### The problem
Copy out the items below, switching every "single dot" to "small marker" and leaving everything else unchanged.

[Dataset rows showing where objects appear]

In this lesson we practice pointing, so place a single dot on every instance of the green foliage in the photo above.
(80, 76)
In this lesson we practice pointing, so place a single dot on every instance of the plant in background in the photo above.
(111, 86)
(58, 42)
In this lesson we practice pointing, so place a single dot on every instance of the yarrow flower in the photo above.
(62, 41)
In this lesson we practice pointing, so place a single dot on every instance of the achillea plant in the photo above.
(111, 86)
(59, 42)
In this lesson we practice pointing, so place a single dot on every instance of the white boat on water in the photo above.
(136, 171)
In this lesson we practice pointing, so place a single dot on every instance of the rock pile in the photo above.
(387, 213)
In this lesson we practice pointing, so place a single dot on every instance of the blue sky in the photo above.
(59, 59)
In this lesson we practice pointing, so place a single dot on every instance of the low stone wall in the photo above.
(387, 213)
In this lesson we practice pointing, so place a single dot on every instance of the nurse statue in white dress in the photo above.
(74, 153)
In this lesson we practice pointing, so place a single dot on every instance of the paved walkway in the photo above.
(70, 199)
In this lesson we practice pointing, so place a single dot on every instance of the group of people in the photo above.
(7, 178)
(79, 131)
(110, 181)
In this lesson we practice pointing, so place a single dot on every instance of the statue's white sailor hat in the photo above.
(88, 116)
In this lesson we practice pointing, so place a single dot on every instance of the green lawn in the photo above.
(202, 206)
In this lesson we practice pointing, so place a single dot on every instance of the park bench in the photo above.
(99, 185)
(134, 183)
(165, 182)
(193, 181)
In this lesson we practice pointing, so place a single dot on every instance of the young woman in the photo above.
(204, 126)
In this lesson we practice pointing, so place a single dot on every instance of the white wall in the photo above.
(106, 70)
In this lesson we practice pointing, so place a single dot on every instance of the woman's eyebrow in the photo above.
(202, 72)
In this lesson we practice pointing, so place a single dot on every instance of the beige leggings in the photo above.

### Completed task
In this lesson we practice pointing, so place a small marker on every instance of the green foliage in the photo above.
(80, 76)
In this lesson we practice pointing, so place a small marker on every instance of the plant in background in the photo above.
(111, 86)
(58, 42)
In this lesson we practice pointing, so place a small marker on every instance of the yarrow flower in the photo above.
(62, 41)
In this lesson we practice pointing, so place a small marker on every instance of the achillea plant in the photo above.
(111, 86)
(59, 42)
In this lesson we practice pointing, so place a small marker on every instance of the white boat on water in the photo above.
(136, 171)
In this lesson we practice pointing, so place a small marker on every instance of the rock pile in the photo above.
(387, 213)
In this lesson we practice pointing, so place a small marker on every instance of the blue sky in the photo above.
(59, 59)
In this lesson we practice pointing, so place a small marker on every instance of the low stone wall in the photo above.
(387, 213)
In this lesson we practice pointing, so place a small marker on every instance of the nurse statue in white dress in the photo above.
(74, 153)
In this lesson we practice pointing, so place a small marker on every instance of the paved walkway in the photo above.
(70, 199)
In this lesson we practice pointing, so place a small marker on every instance of the group of people in the photo above.
(7, 178)
(79, 131)
(110, 181)
In this lesson we practice pointing, so place a small marker on every instance of the statue's white sailor hat in the photo above.
(88, 116)
In this lesson we practice pointing, so place a small marker on every instance of the green lawn in the photo above.
(202, 206)
In this lesson we practice pointing, so place a small marker on every instance of the park bench in the photo above.
(99, 185)
(134, 183)
(165, 182)
(193, 181)
In this lesson we practice pointing, so place a small marker on every instance of the young woman in the photo above.
(204, 126)
In this lesson we practice pointing, so place a small marker on every instance of the white wall in the photo above.
(106, 70)
In this lesson we practice pointing, so place a small marker on every instance of the woman's eyebrow in the photo above.
(202, 72)
In this lesson we practice pointing, so place a small marker on every instance of the beige leggings in the photo above.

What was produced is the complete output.